▶ **What you should do**
Collect every line of the records below that contains the string "orange".

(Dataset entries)

— BEGIN —

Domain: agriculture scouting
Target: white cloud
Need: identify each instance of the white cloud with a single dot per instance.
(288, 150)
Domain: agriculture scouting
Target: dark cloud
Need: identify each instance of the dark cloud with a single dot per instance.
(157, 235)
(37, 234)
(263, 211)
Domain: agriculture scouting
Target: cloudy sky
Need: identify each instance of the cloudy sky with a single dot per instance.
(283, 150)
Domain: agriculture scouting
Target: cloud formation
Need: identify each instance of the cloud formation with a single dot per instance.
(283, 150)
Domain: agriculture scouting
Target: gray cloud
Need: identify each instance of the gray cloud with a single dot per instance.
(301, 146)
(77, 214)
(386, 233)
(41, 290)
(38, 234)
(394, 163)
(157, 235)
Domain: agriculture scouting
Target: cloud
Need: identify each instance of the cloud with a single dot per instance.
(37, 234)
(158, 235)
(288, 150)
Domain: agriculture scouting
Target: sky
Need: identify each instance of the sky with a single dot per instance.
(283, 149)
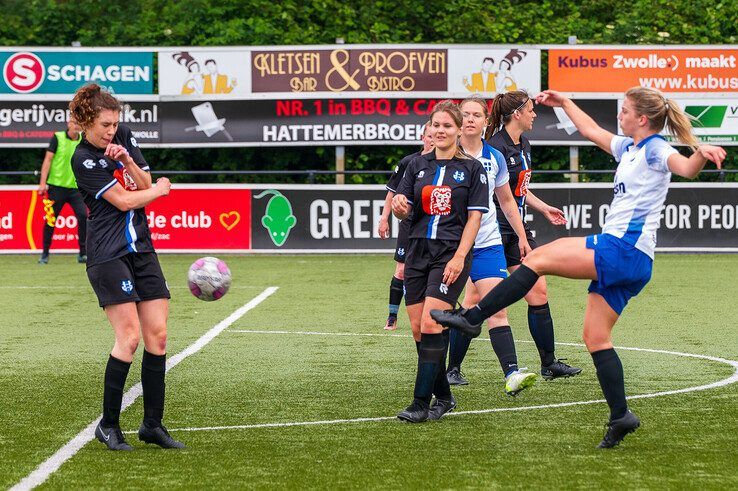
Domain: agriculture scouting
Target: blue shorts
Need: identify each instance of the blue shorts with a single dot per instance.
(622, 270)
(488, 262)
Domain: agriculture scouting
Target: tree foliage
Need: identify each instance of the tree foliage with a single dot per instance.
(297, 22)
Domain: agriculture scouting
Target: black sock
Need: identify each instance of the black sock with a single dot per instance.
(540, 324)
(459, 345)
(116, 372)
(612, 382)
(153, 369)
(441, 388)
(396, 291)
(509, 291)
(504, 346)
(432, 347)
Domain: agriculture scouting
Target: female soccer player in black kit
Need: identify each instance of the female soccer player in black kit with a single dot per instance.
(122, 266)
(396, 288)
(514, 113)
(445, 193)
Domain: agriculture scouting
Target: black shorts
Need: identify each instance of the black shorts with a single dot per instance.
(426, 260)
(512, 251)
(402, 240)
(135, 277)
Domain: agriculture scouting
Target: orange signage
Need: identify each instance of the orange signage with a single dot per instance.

— END —
— BEGIN —

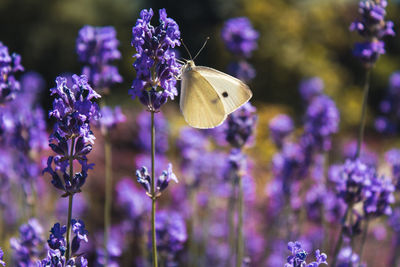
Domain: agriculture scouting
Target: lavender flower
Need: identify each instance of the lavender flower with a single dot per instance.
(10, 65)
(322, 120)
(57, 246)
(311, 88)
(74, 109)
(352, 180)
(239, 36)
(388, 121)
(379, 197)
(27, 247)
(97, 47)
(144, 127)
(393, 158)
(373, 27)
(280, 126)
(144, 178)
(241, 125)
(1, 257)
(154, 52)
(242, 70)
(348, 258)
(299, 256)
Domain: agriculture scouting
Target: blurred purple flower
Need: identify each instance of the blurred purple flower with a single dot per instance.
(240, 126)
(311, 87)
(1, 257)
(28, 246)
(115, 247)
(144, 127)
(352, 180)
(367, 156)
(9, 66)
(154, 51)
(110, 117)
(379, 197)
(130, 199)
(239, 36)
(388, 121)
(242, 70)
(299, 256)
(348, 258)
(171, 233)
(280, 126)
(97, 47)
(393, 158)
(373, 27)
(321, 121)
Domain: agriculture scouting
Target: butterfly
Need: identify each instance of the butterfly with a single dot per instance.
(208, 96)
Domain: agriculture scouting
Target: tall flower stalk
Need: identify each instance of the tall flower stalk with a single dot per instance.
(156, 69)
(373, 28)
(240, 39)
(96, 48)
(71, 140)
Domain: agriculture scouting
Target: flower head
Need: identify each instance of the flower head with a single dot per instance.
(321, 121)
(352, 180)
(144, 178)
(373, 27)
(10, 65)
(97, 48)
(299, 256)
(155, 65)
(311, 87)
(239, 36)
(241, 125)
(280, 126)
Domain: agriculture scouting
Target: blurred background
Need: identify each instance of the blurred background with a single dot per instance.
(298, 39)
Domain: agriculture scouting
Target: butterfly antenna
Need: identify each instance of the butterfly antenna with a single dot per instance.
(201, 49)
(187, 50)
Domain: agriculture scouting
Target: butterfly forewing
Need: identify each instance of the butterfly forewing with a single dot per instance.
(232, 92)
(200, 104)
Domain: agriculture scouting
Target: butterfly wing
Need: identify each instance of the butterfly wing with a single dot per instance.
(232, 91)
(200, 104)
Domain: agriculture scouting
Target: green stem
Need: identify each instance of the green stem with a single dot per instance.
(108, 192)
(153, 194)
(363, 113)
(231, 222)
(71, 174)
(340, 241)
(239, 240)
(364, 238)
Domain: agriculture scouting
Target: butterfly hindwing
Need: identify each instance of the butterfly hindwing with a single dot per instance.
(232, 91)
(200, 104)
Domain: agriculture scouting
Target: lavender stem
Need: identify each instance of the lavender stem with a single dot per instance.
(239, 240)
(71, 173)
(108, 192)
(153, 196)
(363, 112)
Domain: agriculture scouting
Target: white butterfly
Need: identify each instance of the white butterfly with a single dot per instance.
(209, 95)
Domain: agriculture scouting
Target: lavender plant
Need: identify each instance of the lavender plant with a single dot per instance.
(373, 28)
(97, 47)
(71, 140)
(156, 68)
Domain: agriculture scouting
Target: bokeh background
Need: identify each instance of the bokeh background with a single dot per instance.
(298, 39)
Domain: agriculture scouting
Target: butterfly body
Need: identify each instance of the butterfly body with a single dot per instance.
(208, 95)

— END —

▶ **Response for this exercise**
Target: orange signage
Need: identify each instance of the orange signage with a single dot per instance.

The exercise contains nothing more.